Texto mostrado:
Alquilamos una casita a unos 200 metros de la playa, con jardín y empleado incluido, por 1.800 rands la noche (cerca de 180 euros). Como era de esperar, todos los turistas de la zona, excepto nosotros cinco, eran boers de manera que tanto los precios como el ambiente general, eran sudafricanos.

De entre los europeos de la zona, los boers o granjeros (léase burs) son los más rústicos puesto que, en su origen, emigraron en el siglo XVII desde Ciudad del Cabo hacia el norte y se convirtieron en campesinos alejados de la ciudad y separados por completo de los afrikaners de Ciudad del Cabo. En realidad, aunque para los extranjeros todos son afrikaner y utilizan el mismo idioma, los boers se consideran otro pueblo (el Boeresvolk) sometido por los primeros y obligados, entre otras cosas, a seguir el régimen del apartheid. No todos los boers son de origen holandés, también los hay belgas, alemanes y calvinistas franceses a los que luego se unieron algunos portugueses, escandinavos, españoles, ingleses, irlandeses, galeses, indios y malayos, entre otros. Ellos fueron los que defendieron sus tierras del norte, el Transvaal, Orange y Natal, de los ingleses.

Una vez instalados, concertamos la salida de buceo para el día siguiente con un recoleto club que opera bajo el gracioso nombre de Divocean y nos fuimos a reposar nuestras baqueteadas espaldas. En el cielo nocturno se veía con una claridad asombrosa, la Cruz del Sur.

Tarea 1: Según el fragmento, ¿por qué los boers son los más rústicos de entre los europeos de la zona? Explícalo en una a tres oraciones.
Los registros no guardan relación alguna con el fragmento.

Datos de la tarea:
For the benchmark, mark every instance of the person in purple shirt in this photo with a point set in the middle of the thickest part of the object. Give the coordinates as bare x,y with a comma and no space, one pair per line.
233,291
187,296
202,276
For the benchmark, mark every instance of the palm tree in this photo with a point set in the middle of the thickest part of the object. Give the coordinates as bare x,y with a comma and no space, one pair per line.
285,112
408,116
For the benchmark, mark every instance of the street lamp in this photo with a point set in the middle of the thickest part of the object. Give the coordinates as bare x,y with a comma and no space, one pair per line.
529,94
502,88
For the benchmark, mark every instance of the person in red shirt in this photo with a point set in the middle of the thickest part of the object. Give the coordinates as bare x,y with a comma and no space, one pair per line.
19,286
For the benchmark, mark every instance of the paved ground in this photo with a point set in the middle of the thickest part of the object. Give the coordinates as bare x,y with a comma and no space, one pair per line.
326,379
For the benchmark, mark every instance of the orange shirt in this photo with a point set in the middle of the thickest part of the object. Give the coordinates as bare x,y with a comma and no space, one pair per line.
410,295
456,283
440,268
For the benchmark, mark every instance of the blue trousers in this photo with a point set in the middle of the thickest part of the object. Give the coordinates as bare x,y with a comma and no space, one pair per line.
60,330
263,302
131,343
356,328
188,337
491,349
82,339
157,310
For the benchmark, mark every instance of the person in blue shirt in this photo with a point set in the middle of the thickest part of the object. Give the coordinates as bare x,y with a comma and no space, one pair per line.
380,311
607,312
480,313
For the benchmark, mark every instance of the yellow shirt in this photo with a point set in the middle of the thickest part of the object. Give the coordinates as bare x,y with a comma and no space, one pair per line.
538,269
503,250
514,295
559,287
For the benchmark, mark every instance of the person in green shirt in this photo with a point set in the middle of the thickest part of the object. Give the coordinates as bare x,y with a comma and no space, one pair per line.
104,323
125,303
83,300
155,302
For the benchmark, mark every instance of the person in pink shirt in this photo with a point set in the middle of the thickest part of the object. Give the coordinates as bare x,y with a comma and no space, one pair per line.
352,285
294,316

Tarea 2: Presenta como CSV de dos columnas, llamadas enunciado y respuesta, los registros desde la línea que contiene "For the benchmark, mark every instance of the blue" hasta el final de los registros, ambos extremos incluidos. Pon una fila por cada enunciado con su respuesta, cada uno en un solo campo entre comillas y con los saltos de línea convertidos en espacios.

Solución completa 1: Porque, en su origen, emigraron en el siglo XVII desde Ciudad del Cabo hacia el norte y se convirtieron en campesinos alejados de la ciudad. Así quedaron separados por completo de los afrikaners de Ciudad del Cabo.

Solución completa 2:
enunciado,respuesta
"For the benchmark, mark every instance of the blue trousers in this photo with a point set in the middle of the thickest part of the object. Give the coordinates as bare x,y with a comma and no space, one pair per line.","60,330 263,302 131,343 356,328 188,337 491,349 82,339 157,310"
"For the benchmark, mark every instance of the person in blue shirt in this photo with a point set in the middle of the thickest part of the object. Give the coordinates as bare x,y with a comma and no space, one pair per line.","380,311 607,312 480,313"
"For the benchmark, mark every instance of the yellow shirt in this photo with a point set in the middle of the thickest part of the object. Give the coordinates as bare x,y with a comma and no space, one pair per line.","538,269 503,250 514,295 559,287"
"For the benchmark, mark every instance of the person in green shirt in this photo with a point set in the middle of the thickest part of the object. Give the coordinates as bare x,y with a comma and no space, one pair per line.","104,323 125,303 83,300 155,302"
"For the benchmark, mark every instance of the person in pink shirt in this photo with a point set in the middle of the thickest part of the object. Give the coordinates as bare x,y with a comma and no space, one pair per line.","352,285 294,316"